The task:
Produce an exact copy of all the data below, dropping every image.

** START Data for the task **

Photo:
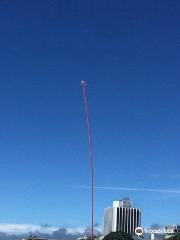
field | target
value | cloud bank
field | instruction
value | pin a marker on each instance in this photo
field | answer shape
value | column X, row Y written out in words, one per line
column 20, row 231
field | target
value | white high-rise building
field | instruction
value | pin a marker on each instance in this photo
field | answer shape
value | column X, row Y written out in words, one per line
column 122, row 217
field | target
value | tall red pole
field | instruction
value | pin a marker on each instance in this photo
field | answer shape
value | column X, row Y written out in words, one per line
column 90, row 150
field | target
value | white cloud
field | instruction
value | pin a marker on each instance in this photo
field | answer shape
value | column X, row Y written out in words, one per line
column 26, row 228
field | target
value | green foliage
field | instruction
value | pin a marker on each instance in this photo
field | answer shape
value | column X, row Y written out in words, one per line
column 119, row 236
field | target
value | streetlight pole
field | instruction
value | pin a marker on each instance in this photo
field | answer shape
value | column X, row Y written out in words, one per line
column 90, row 150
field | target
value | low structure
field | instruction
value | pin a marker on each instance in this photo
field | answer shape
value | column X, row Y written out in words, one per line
column 122, row 217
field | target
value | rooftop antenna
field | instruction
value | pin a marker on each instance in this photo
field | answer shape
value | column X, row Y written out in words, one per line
column 83, row 83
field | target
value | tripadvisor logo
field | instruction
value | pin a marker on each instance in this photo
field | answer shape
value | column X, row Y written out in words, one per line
column 138, row 231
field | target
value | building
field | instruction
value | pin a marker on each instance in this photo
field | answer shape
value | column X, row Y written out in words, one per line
column 122, row 217
column 157, row 236
column 172, row 230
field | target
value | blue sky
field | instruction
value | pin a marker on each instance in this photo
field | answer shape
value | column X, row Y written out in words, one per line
column 129, row 54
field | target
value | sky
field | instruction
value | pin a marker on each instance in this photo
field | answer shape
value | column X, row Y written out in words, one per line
column 129, row 54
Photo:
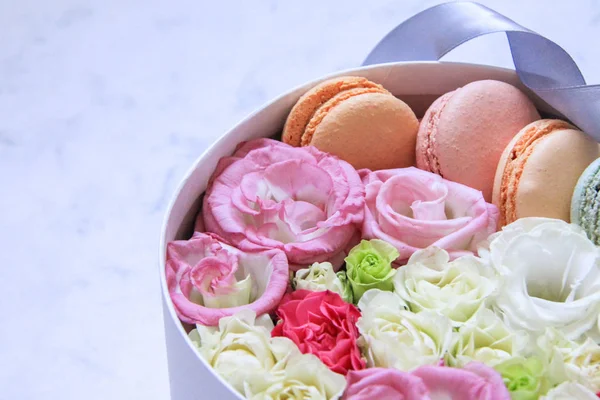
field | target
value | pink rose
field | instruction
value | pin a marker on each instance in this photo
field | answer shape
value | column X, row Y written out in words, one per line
column 208, row 279
column 475, row 382
column 323, row 324
column 269, row 195
column 413, row 209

** END Data for the task **

Written response:
Photo:
field | target
value | cloud bank
field | instruction
value | pin a marker on each instance in this photo
field | answer shape
value | column X, row Y written out in words, one per line
column 20, row 231
field | target
value | white high-rise building
field | instruction
value | pin a marker on each instance in this photo
field | answer shape
value | column X, row Y written out in words, one per line
column 122, row 217
field | target
value | tall red pole
field | instruction
value | pin a marker on each instance in this photo
field | answer shape
value | column X, row Y written out in words, one per line
column 90, row 150
field | target
value | white cloud
field | instruction
value | pin a marker on each instance in this photo
field | answer shape
value | column X, row Y written out in words, one per line
column 26, row 228
field | target
value | green foliage
field | instruction
value | pin a marker on each instance in this photo
field | answer shape
value | column X, row Y written out in words, one per line
column 119, row 236
field | target
value | streetlight pole
field | instruction
value | pin a marker on each instance in this photo
field | answer shape
value | column X, row Y written out in words, one per line
column 90, row 150
field | target
value | low structure
field | instruction
value | pin a marker on each instance in this photo
field | answer shape
value | column X, row Y written out in words, one per line
column 122, row 217
field | target
value | rooftop antenna
field | instruction
value | pin a marker on each instance in this photo
field | answer shape
value | column X, row Y written out in words, one per line
column 83, row 83
field | target
value | tripadvisor logo
field | instruction
value | pin a marker on each instance in this photo
field | answer shape
value | column X, row Y written out in words, one per line
column 138, row 231
field | target
value | building
field | instruction
value | pin a marker on each instance in this photo
field | answer shape
value | column X, row Y written out in words, one per line
column 122, row 217
column 157, row 236
column 172, row 230
field | target
value | blue sky
field | instruction
value | pin a marker on each instance in this photo
field | answer shape
value | column X, row Y written out in words, one per line
column 129, row 54
field | target
value | sky
field | instruction
value | pin a marker on each instance in this photo
field | answer shape
value | column X, row Y written out in words, one per line
column 129, row 54
Photo:
field | target
value | pink rose
field | instruction
value | pin a marker on each instance in this photo
field | answer shape
value | column X, row Y written out in words, one per line
column 208, row 279
column 475, row 382
column 323, row 324
column 269, row 195
column 413, row 209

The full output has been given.